Given instruction:
Print, exactly as given, each line of the data from the line containing "Mark the lichen-covered" up to and including its last line.

(Object point labels)

+===+

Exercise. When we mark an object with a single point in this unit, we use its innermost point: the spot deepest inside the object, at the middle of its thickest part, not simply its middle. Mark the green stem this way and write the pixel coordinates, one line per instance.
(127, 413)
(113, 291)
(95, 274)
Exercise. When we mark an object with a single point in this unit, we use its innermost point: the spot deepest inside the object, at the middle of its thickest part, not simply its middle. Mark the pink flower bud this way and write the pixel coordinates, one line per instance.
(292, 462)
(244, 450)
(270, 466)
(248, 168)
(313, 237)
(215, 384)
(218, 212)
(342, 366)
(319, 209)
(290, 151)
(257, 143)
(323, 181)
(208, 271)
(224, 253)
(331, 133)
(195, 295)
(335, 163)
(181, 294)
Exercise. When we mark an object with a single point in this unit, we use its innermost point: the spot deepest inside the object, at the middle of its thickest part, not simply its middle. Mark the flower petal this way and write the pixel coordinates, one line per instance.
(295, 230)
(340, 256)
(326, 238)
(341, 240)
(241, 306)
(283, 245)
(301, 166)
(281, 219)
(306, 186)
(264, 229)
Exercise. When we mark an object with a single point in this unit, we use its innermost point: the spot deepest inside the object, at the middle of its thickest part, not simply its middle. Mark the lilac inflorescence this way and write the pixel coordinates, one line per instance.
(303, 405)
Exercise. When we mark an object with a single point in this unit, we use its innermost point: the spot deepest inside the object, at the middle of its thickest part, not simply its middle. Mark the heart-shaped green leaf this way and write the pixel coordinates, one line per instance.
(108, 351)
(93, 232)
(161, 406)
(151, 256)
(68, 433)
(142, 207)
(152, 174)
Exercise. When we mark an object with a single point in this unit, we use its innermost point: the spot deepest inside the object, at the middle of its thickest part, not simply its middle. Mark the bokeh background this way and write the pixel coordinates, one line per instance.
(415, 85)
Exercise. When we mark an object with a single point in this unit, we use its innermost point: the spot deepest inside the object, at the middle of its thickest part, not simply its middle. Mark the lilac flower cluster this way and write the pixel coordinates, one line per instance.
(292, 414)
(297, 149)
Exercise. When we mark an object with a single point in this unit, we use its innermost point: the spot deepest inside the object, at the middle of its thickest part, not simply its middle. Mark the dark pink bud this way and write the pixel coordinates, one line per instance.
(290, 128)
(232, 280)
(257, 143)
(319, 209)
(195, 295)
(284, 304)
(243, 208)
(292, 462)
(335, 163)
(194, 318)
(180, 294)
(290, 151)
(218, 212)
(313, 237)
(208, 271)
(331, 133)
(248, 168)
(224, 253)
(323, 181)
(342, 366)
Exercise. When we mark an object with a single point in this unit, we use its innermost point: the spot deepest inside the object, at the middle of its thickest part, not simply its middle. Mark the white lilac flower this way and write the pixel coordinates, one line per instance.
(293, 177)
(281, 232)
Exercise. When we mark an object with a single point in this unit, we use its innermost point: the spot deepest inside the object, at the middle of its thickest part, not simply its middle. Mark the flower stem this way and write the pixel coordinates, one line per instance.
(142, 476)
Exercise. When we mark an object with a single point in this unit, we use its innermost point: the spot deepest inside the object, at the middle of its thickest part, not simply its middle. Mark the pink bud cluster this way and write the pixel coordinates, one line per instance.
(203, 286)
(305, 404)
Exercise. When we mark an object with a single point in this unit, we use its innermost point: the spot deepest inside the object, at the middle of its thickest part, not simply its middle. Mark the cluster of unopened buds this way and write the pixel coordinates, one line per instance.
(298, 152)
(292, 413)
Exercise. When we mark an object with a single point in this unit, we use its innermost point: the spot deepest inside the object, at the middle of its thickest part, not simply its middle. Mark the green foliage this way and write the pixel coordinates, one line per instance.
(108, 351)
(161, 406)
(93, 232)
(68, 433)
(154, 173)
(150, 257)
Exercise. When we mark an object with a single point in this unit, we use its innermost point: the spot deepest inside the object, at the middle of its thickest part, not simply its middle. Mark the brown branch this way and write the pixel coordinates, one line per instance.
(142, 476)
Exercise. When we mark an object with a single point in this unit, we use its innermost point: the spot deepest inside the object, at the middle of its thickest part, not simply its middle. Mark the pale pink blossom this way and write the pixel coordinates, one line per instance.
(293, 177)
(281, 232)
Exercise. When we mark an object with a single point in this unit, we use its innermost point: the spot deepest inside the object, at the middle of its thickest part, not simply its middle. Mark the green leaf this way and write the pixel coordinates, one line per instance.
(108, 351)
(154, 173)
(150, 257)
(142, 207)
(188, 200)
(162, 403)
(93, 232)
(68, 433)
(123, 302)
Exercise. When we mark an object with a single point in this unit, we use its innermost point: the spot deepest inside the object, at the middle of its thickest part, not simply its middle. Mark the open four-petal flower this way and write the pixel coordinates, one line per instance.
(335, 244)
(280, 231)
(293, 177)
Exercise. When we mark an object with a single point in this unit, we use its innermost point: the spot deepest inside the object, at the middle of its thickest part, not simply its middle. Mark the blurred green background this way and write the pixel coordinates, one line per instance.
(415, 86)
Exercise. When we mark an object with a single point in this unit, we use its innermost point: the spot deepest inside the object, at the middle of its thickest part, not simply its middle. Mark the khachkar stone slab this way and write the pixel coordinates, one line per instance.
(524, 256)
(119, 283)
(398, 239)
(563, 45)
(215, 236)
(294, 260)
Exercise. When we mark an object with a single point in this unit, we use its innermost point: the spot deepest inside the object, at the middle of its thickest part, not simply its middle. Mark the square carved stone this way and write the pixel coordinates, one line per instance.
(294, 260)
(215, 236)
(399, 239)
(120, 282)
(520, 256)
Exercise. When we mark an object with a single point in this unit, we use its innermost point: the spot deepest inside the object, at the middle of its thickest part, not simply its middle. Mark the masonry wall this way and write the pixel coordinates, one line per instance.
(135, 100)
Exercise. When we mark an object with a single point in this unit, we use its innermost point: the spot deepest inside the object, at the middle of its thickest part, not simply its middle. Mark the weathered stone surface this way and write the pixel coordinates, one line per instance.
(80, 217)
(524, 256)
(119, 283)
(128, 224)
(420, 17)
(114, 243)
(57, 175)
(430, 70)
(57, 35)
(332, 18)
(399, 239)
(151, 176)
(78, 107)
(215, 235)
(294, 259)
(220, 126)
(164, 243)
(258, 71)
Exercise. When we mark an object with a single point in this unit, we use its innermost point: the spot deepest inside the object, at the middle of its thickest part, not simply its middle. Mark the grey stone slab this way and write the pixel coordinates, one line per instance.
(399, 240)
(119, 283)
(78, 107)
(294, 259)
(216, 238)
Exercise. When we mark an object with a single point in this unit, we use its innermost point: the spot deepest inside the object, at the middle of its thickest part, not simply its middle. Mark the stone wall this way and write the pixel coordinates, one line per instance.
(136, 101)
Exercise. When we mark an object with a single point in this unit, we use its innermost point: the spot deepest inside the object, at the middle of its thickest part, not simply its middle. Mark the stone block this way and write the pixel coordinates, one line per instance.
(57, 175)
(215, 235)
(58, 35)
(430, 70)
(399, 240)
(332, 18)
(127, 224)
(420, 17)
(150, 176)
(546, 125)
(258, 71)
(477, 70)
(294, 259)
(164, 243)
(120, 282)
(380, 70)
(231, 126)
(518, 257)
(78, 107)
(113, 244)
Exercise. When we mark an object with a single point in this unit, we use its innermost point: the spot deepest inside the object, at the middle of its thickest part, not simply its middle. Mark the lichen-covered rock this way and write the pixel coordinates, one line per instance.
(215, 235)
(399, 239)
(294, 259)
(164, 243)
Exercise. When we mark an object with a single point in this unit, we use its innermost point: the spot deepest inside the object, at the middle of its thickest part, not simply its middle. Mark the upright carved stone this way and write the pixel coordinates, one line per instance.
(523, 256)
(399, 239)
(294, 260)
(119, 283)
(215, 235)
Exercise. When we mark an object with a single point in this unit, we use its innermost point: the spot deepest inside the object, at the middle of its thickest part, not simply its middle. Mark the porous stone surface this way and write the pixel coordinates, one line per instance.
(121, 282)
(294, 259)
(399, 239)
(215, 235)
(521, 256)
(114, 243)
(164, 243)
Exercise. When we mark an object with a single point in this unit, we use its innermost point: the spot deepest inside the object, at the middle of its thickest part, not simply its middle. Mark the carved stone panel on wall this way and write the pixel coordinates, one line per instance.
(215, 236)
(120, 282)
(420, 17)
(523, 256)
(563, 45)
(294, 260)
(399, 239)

+===+

Exercise response:
Exercise. When we mark an object with a single point in this unit, we use its innermost point: the spot deepest inside the object, at the middle of its thickest part, not simply its middle. Mark the lichen-covered rock this way and write the pixel coordinates, one line per instance.
(215, 235)
(399, 239)
(294, 259)
(164, 243)
Exercise. When we mark an object with a single point in this unit, we use its innermost point: the spot deepest inside the object, at the middle of its thickest part, not simply its middle. Mark the upright carved stone this way and write the pixel coordinates, one line per instance.
(523, 256)
(399, 239)
(294, 260)
(119, 283)
(215, 235)
Exercise. When we mark an object with a single point in this unit, we use its innermost point: the spot deepest inside the object, at the middle of its thickest part, not simply its middle. Mark the porous stone surface this way and write the pixel coordinates, one line per instance.
(121, 282)
(294, 259)
(399, 239)
(215, 235)
(521, 256)
(114, 243)
(164, 243)
Exercise. When we mark an object with a single point in this unit, we use its innermost point: the spot deepest inside the object, at the middle of its thickest part, not simply its middle. Mark the carved stone panel on wall this way and write the pixel coordinates, one line per instance.
(215, 236)
(120, 282)
(420, 17)
(523, 256)
(563, 45)
(294, 260)
(399, 239)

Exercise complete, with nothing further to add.